▶ Work to be completed: Copy the data exactly; pictures stay out of the copy.

Dataset entries

────────────────────────────────────────

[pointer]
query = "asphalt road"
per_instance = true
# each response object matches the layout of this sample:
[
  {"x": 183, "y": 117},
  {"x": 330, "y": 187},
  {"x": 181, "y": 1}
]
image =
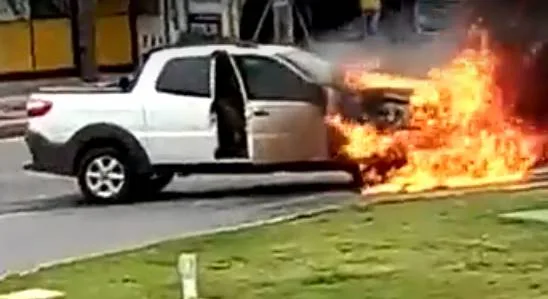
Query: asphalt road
[{"x": 42, "y": 219}]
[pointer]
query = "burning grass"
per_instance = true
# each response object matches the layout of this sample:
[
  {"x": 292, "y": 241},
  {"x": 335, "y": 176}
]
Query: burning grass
[
  {"x": 455, "y": 248},
  {"x": 463, "y": 135}
]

────────────────────────────────────────

▶ Solution for this exercise:
[pointer]
query = "asphalt road"
per_instance = true
# each response object matches the layout of this sample:
[
  {"x": 183, "y": 117},
  {"x": 330, "y": 187},
  {"x": 181, "y": 1}
]
image =
Query: asphalt road
[{"x": 42, "y": 219}]
[pointer]
query = "burning grass"
per_instance = true
# each response object matches the layout of this sample:
[
  {"x": 292, "y": 241},
  {"x": 335, "y": 176}
]
Query: burning grass
[
  {"x": 455, "y": 248},
  {"x": 463, "y": 135}
]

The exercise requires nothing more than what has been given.